* [Entries]
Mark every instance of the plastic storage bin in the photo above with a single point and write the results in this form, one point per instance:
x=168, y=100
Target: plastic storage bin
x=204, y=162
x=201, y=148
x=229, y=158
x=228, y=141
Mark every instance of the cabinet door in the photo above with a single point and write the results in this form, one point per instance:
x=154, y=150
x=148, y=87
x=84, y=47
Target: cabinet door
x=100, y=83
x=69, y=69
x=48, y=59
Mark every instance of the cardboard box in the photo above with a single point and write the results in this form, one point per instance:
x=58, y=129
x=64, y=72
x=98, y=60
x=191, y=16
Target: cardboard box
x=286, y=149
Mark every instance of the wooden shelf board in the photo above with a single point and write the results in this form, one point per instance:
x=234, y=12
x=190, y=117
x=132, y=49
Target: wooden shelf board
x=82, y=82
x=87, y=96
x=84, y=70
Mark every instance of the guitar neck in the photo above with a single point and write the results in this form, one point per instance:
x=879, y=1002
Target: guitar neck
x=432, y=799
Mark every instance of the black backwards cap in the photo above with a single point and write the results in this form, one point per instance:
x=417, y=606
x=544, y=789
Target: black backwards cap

* [Work to complete]
Take the records from the line containing "Mark every instance of the black" through the end of the records and rewrite them with "black backwards cap" changed to "gray knit beanie", leaving everything else as it is.

* [The result]
Mark every instance of the gray knit beanie in the photo above with a single point and write the results in this form, one point per instance:
x=417, y=606
x=544, y=789
Target: gray knit beanie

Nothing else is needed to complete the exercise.